**DOCUMENT EXCERPT**
** Start **

# General Business Category > Business Finance Forum >  Entering the JSE

## gordo

HI guys

Im really interested in buying stock on the jse and i have made myself an account with standard bank to do just that. . .Problem is that im not sure what stock to buy and whem to buy and sell and stuff like that. do any of you buy and sell stock and can maybe give me a push in the right direction? i would appreciate it

----------


## daveob

Hi Gordo

Do you have any software that lets you look at the trends, historical data, technical indicators, etc ?

Or are you wanting to base your decisions on fundamental info ?

Are you looking at equities, unit trusts, warrants, CFDs or Spreads ?

----------


## AmithS

Also are you looking at trading as opposed to investing

i.e. buying and selling on a daily\weekly basis to make quick gains or buying to keep for a few years?

----------


## rfnel

Gordo, how does this Standard Bank account of yours work?  I'm interested in trading shares myself, so I'll be watching this thread with interest.

----------


## daveob

Gordo is most likely using : https://securities.standardbank.co.za/ost/

----------

rfnel (18-Oct-11)

----------


## gordo

> Hi Gordo
> 
> Do you have any software that lets you look at the trends, historical data, technical indicators, etc ?
> 
> Or are you wanting to base your decisions on fundamental info ?
> 
> Are you looking at equities, unit trusts, warrants, CFDs or Spreads ?


No dave im hoping that standard bank will provide me with the trend,historical data etc .

It looks like you really know what you are doing in terms of the stock market. Ive been reading up on it but its not the same as actually 

doing it yourself. So as soon as my account is set up (it takes 2 days) then im gonna get busy. Im gonna have to read up on equities, unit trusts, warrants,CFDs

and spreads, cos I dont know much about it. Taking it slow but I'll get there sooner or later.

----------


## gordo

@rfnel  I went onto my internet banking account with standard bank and went to the auto share invest tab. registered myself and bam, done. but im not too sure how it works yet and how well it works because I gotta wait 48 hours before my account is made completely.

----------


## gordo

> Also are you looking at trading as opposed to investing
> 
> i.e. buying and selling on a daily\weekly basis to make quick gains or buying to keep for a few years?


Im definately gonna do swing trading,that seems more suitable to my current situation.

i.e buying and selling on a weekly basis.

----------


## Dave A

> Im definately gonna do swing trading,that seems more suitable to my current situation.



Aaah. A gambler.

Good luck then  :Smile:

----------


## Pap_sak

Good luck Gordo!

** End **

**COLLECTED DATA**
** Start **

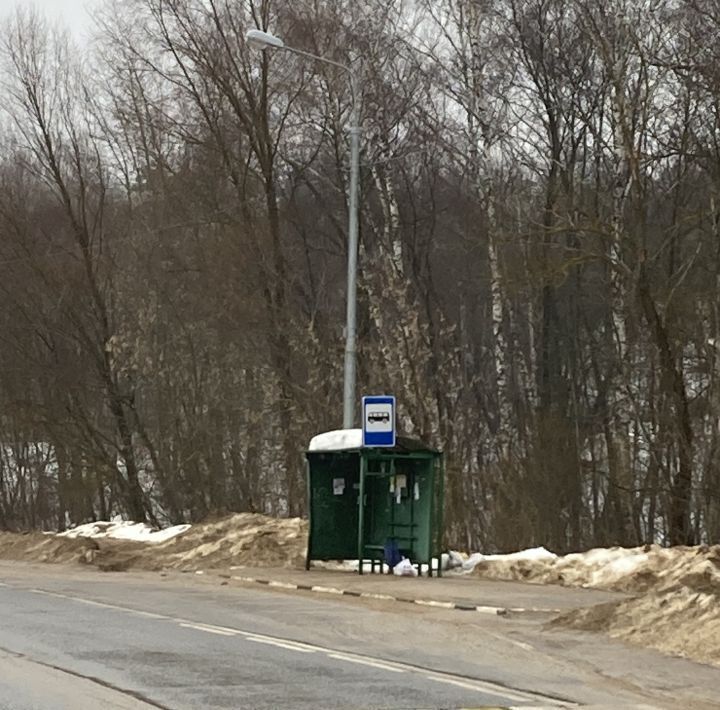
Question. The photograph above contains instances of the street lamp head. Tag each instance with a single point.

** End **

**TASK**
Rewrite the forum thread, starting with "i.e buying and" and going on through "Aaah. A gambler.", with "day trading" in place of "swing trading".

**SOLUTION TO THE EXERCISE**
i.e buying and selling on a weekly basis.

----------


## Dave A

> Im definately gonna do day trading,that seems more suitable to my current situation.



Aaah. A gambler.